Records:
Start
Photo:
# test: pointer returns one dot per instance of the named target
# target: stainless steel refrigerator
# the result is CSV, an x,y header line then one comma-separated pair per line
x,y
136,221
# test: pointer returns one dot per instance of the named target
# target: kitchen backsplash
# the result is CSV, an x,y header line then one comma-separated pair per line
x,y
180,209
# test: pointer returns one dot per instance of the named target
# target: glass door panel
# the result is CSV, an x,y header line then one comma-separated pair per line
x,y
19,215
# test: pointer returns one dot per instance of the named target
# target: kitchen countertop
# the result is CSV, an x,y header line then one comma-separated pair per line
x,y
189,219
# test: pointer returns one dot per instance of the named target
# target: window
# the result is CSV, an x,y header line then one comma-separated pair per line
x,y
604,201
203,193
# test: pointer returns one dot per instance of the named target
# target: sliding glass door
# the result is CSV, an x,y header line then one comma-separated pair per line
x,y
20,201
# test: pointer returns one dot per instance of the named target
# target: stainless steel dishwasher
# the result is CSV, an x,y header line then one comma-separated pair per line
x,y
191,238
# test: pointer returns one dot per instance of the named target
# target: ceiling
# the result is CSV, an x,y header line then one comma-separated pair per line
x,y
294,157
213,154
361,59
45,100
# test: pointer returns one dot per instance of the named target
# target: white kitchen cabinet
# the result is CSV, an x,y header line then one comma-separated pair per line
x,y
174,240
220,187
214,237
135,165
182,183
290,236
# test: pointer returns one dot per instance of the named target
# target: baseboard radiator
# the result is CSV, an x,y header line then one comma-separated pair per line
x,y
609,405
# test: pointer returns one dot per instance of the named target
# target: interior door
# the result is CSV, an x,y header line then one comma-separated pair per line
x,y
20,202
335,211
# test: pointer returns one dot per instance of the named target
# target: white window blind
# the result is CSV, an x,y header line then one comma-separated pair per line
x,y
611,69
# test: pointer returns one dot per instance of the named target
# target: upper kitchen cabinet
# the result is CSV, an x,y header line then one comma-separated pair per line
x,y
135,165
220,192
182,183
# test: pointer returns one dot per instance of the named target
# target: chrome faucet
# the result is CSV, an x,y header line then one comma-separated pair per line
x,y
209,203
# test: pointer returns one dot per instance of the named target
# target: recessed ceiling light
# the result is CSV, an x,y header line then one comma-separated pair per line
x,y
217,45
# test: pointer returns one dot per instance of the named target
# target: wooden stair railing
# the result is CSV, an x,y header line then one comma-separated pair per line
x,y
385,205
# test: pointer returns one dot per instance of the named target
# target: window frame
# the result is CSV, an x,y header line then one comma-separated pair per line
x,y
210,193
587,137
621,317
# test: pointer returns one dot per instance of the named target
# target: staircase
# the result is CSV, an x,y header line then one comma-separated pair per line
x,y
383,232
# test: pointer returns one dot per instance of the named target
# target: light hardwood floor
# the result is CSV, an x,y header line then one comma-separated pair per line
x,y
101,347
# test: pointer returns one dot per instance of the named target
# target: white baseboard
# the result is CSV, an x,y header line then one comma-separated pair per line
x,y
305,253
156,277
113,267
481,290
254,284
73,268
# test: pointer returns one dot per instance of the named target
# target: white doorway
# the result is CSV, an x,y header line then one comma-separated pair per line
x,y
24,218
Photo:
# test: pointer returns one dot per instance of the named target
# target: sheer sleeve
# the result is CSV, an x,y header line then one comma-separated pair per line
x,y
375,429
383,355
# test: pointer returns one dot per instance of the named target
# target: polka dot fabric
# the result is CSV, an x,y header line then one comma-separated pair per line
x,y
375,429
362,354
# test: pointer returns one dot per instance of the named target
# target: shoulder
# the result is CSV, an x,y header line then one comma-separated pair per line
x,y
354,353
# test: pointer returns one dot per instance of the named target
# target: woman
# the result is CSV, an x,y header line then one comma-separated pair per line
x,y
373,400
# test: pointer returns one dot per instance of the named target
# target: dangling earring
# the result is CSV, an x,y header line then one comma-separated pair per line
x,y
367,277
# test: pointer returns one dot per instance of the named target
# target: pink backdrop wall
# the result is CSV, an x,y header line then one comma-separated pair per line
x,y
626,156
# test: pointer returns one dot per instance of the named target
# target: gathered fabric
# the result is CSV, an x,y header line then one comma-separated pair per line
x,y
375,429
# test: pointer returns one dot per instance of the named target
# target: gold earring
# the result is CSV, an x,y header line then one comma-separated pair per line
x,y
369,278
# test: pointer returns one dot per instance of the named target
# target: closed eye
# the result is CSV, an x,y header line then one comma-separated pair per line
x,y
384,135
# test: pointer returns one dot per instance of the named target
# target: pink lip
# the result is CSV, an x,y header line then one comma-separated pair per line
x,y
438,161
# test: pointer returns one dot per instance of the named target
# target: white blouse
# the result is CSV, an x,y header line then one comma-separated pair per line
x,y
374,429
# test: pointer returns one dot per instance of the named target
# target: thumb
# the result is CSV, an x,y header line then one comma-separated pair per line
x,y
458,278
End
Task statement » The data above must be returned in full, exactly as written.

Result of this exercise »
Photo:
# test: pointer returns one dot per instance of the named target
# target: stainless steel refrigerator
# the result is CSV, an x,y header line then one comma-separated pair per line
x,y
136,221
# test: pointer returns one dot per instance of the named target
# target: kitchen backsplash
# the result is CSV, an x,y header line then one comma-separated pair per line
x,y
180,209
# test: pointer returns one dot per instance of the named target
# target: glass door panel
# the result is CSV, an x,y header line then one comma-separated pair per line
x,y
19,215
# test: pointer returns one dot per instance of the named target
# target: kitchen countertop
# the result is CSV, an x,y header line then one comma-separated pair per line
x,y
189,219
# test: pointer returns one dot per instance of the named target
# target: window
# the result is CSV, an x,y header line then one comma-separated pair per line
x,y
604,201
203,193
# test: pointer returns one dot per instance of the named target
# target: sliding glass door
# the result is CSV, an x,y header line then one comma-separated pair per line
x,y
20,201
# test: pointer returns one dot per instance of the named target
# target: stainless steel dishwasher
# the result is CSV, an x,y header line then one comma-separated pair per line
x,y
191,238
# test: pointer returns one dot per instance of the named target
# target: ceiling
# the result is CSV, an x,y header line then one comma-separated pair per line
x,y
294,157
213,154
361,59
45,100
# test: pointer returns one dot per instance of the named target
# target: white kitchen cabinet
# the result is CSV, an x,y header line then one comma-separated pair per line
x,y
174,240
220,187
214,237
135,165
182,183
290,236
# test: pointer returns one dot per instance of the named target
# target: baseboard radiator
# the result is CSV, an x,y header line then one comma-separated pair per line
x,y
609,405
# test: pointer returns one dot per instance of the named target
# target: interior door
# the result is CSV, an x,y header line then one comma-separated pair per line
x,y
20,202
335,211
# test: pointer returns one dot per instance of the named target
# target: white window blind
# the result is CSV, an x,y header line then one comma-separated pair per line
x,y
611,69
# test: pointer returns one dot per instance of the named target
# target: upper kitchen cabinet
# the result is CSV, an x,y header line then one comma-separated pair per line
x,y
135,165
220,192
182,183
# test: pointer returns one dot per instance of the named target
# target: chrome faucet
# the result is CSV, an x,y header line then one comma-separated pair per line
x,y
209,203
# test: pointer returns one dot per instance of the named target
# target: recessed ceiling light
# the result is CSV, an x,y header line then one comma-separated pair per line
x,y
217,45
# test: pointer returns one dot per instance of the named target
# target: wooden stair railing
# the result is CSV, an x,y header line then one comma-separated pair per line
x,y
385,205
# test: pointer returns one dot per instance of the named target
# target: window frame
# the result is CSV, an x,y header line then one comma-separated pair per line
x,y
210,193
587,137
621,317
# test: pointer returns one dot per instance of the named target
# target: staircase
# the result is CSV, an x,y header line then one comma-separated pair per line
x,y
383,232
# test: pointer returns one dot per instance of the named target
# target: light hardwood floor
# the result is CSV, an x,y header line then one comma-separated pair per line
x,y
101,347
# test: pointer returns one dot per instance of the named target
# target: white baseboard
# the result is CSV, an x,y header line then one comma-separated pair per line
x,y
305,253
156,277
113,267
481,290
254,284
73,268
# test: pointer returns one dot per instance of the named target
# target: white doorway
# the result is CSV, an x,y header line then one comma-separated pair per line
x,y
24,218
Photo:
# test: pointer returns one dot per instance of the named target
# target: sheer sleeve
# the result is CSV, an x,y header line then one comma-separated pair per line
x,y
375,429
383,355
# test: pointer returns one dot per instance of the named target
# target: polka dot fabric
# the result is CSV, an x,y header line then one comma-separated pair per line
x,y
375,429
362,354
# test: pointer returns one dot per instance of the named target
# target: shoulder
# the result is CSV, an x,y header line then one comma-separated pair per line
x,y
354,353
# test: pointer returns one dot per instance of the named target
# target: woman
# the result is CSV, an x,y header line then one comma-separated pair per line
x,y
373,400
# test: pointer returns one dot per instance of the named target
# target: dangling earring
# the result is CSV, an x,y header line then one comma-separated pair per line
x,y
367,277
# test: pointer returns one dot per instance of the named target
# target: pink backdrop wall
# the result is CSV, an x,y header line then one comma-separated pair per line
x,y
626,156
# test: pointer returns one dot per instance of the named target
# target: gathered fabric
# the result is CSV, an x,y header line then one comma-separated pair per line
x,y
375,429
# test: pointer returns one dot per instance of the named target
# target: gold earring
# the result is CSV, an x,y header line then one comma-separated pair per line
x,y
369,278
# test: pointer returns one dot per instance of the named target
# target: closed eye
# the result is CSV, an x,y header line then one comma-separated pair per line
x,y
384,135
# test: pointer returns one dot per instance of the named target
# target: pink lip
# the result is CSV, an x,y header line then one comma-separated pair per line
x,y
438,161
# test: pointer returns one dot per instance of the named target
# target: white blouse
# the result is CSV, an x,y header line then one comma-separated pair per line
x,y
374,429
# test: pointer returns one dot per instance of the named target
# target: thumb
# the result is CSV, an x,y header line then one comma-separated pair per line
x,y
458,278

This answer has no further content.